__Quoted passage__.
--- --- ---
Hi, i have 2 identical servers both with ubuntu and Xen to host virtual servers on.. and on the both dom0 i have drbd, nfs and heartbeat to get files replicated between them both.. And now to the problem Both the servers stops working sometimes and refuse to do anything, but i can still ping them both. but can't access any port like http, ssh, ftp. and i have checked syslog and kernel log but can not se anything that tells me that something went wrong. The both servers is have now the same problem and i can't write anything from the logs. Next weekend im gona go to the place where they are hosted (450 km from here). and it would be helpfull if i could get any hints about what the problem could be. i have a gut feeling that this has something about drbd/nfs to do becaus one time when i was moving 30-40 gb to it both died in the same way. Any tips are welcome.
I'd install munin on both servers ( http://www.howtoforge.com/server-monitoring-with-munin-and-monit-on-debian-lenny ). That should make it easier to track down where the problem comes from (e.g. full hard drive, not enough memory or swap, etc.).
--- --- ---
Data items
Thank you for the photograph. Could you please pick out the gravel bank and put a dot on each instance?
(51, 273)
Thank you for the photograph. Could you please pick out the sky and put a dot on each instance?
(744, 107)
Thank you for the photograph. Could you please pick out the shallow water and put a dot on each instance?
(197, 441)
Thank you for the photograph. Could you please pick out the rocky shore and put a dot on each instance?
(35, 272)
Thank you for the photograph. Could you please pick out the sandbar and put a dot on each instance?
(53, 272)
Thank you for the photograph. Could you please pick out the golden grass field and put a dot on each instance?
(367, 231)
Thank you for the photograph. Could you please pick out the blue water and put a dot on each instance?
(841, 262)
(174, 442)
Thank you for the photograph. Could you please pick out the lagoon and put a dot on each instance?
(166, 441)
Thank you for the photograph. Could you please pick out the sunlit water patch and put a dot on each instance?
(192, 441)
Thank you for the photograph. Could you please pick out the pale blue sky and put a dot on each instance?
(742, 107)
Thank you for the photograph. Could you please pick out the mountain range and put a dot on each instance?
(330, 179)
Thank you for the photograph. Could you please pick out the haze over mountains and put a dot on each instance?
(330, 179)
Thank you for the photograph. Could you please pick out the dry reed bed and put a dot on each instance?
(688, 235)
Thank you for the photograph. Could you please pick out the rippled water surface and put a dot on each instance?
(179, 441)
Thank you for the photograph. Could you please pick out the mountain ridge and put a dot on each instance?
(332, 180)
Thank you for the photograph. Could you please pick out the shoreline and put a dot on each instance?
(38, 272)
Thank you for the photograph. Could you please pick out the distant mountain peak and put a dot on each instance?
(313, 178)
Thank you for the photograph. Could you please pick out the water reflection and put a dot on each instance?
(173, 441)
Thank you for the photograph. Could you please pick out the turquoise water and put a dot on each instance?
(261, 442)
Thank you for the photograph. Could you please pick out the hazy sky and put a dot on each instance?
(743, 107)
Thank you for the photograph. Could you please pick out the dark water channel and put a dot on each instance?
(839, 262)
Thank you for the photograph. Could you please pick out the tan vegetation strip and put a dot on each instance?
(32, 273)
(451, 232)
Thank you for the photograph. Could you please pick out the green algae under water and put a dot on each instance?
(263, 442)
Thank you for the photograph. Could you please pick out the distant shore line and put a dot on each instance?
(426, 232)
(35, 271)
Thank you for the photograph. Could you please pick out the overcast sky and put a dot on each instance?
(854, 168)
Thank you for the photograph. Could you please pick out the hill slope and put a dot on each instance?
--- --- ---
__Task description__.
Retype the passage of the forum thread about the freezing Xen servers starting with "I'd install munin" and going on through "or swap, etc.).", keeping every character as it appears.

__Solution for this task__.
I'd install munin on both servers ( http://www.howtoforge.com/server-monitoring-with-munin-and-monit-on-debian-lenny ). That should make it easier to track down where the problem comes from (e.g. full hard drive, not enough memory or swap, etc.).